--- START ---

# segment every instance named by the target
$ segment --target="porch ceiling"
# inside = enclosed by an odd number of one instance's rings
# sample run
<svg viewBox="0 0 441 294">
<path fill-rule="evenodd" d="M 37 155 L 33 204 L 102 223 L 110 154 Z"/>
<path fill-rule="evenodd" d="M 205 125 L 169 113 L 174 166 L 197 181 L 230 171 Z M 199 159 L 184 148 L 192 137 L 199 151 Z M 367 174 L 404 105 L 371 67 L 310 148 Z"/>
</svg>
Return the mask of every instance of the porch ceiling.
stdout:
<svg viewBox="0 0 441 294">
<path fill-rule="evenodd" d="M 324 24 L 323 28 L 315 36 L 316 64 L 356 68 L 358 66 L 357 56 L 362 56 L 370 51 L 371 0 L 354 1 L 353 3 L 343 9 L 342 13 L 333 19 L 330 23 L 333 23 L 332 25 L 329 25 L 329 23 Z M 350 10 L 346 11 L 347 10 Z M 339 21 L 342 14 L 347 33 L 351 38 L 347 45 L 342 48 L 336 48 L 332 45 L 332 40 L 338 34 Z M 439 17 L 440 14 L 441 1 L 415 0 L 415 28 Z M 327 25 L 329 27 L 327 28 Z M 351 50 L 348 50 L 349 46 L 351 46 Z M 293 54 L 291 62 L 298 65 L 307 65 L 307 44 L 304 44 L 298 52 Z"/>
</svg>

--- END ---

Word for word, extract all the records.

▶ _The result_:
# segment every instance named by the target
$ segment --target="porch ceiling"
# inside = enclosed by an odd number of one instance's rings
# sample run
<svg viewBox="0 0 441 294">
<path fill-rule="evenodd" d="M 37 155 L 33 204 L 102 223 L 110 154 Z"/>
<path fill-rule="evenodd" d="M 205 125 L 169 113 L 174 166 L 197 181 L 230 171 Z M 199 159 L 184 148 L 192 137 L 199 151 Z M 367 174 L 404 105 L 371 67 L 310 148 Z"/>
</svg>
Return the mask of every instance of the porch ceiling.
stdout:
<svg viewBox="0 0 441 294">
<path fill-rule="evenodd" d="M 324 24 L 323 28 L 315 36 L 316 64 L 356 68 L 358 66 L 357 56 L 362 56 L 370 51 L 371 0 L 354 1 L 353 3 L 343 9 L 342 13 L 333 19 L 330 23 L 333 23 L 332 25 L 329 25 L 329 23 Z M 350 10 L 346 11 L 347 10 Z M 339 21 L 342 14 L 347 33 L 351 38 L 347 45 L 342 48 L 336 48 L 332 45 L 332 40 L 338 34 Z M 439 17 L 440 14 L 441 1 L 415 0 L 415 28 Z M 327 25 L 329 27 L 327 28 Z M 351 50 L 348 50 L 349 46 L 351 46 Z M 293 54 L 291 62 L 298 65 L 307 65 L 307 44 L 304 44 L 298 52 Z"/>
</svg>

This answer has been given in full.